● Your goal
Pull out every line in the entries below that contains the word "white". Only lines where its capitalization matches count.

===

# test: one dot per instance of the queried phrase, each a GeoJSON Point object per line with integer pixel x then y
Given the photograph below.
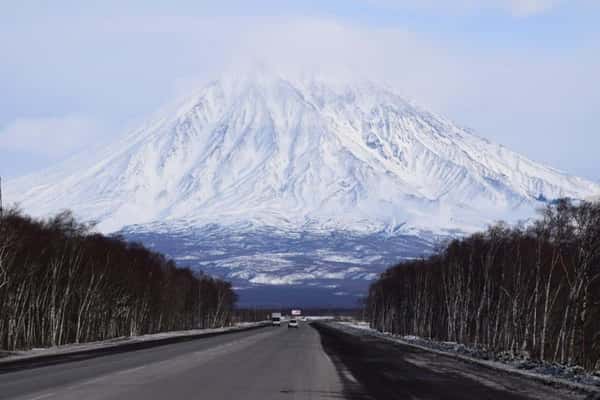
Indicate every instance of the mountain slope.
{"type": "Point", "coordinates": [285, 152]}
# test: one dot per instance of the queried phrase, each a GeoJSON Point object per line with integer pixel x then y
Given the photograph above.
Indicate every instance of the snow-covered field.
{"type": "Point", "coordinates": [299, 152]}
{"type": "Point", "coordinates": [549, 373]}
{"type": "Point", "coordinates": [75, 348]}
{"type": "Point", "coordinates": [272, 179]}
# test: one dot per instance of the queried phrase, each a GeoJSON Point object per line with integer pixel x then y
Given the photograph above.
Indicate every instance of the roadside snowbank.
{"type": "Point", "coordinates": [6, 357]}
{"type": "Point", "coordinates": [553, 374]}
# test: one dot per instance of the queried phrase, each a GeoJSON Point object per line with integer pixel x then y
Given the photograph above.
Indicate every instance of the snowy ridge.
{"type": "Point", "coordinates": [269, 150]}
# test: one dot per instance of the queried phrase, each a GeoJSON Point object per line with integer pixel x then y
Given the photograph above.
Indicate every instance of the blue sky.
{"type": "Point", "coordinates": [523, 73]}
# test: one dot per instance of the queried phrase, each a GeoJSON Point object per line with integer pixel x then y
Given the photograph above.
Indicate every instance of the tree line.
{"type": "Point", "coordinates": [62, 283]}
{"type": "Point", "coordinates": [529, 290]}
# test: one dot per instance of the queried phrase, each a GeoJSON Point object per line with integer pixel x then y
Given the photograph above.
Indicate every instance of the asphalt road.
{"type": "Point", "coordinates": [390, 371]}
{"type": "Point", "coordinates": [271, 363]}
{"type": "Point", "coordinates": [262, 364]}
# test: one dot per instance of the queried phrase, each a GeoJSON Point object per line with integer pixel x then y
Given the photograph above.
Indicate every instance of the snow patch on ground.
{"type": "Point", "coordinates": [6, 356]}
{"type": "Point", "coordinates": [550, 373]}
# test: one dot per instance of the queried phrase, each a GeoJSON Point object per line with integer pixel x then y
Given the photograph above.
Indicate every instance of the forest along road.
{"type": "Point", "coordinates": [271, 363]}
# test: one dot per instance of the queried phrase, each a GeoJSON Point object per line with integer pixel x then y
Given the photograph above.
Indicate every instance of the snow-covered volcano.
{"type": "Point", "coordinates": [292, 152]}
{"type": "Point", "coordinates": [266, 179]}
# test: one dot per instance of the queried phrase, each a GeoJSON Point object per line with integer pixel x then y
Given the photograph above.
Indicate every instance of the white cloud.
{"type": "Point", "coordinates": [518, 8]}
{"type": "Point", "coordinates": [51, 137]}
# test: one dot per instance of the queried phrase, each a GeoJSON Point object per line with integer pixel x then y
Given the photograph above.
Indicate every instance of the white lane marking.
{"type": "Point", "coordinates": [43, 396]}
{"type": "Point", "coordinates": [349, 376]}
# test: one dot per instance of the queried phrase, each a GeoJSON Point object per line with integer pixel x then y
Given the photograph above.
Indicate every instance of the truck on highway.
{"type": "Point", "coordinates": [276, 319]}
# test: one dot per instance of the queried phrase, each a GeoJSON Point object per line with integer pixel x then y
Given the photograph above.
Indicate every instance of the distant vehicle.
{"type": "Point", "coordinates": [276, 319]}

===

● The response
Indicate every instance of the white cloud.
Indicate every instance of the white lane marking.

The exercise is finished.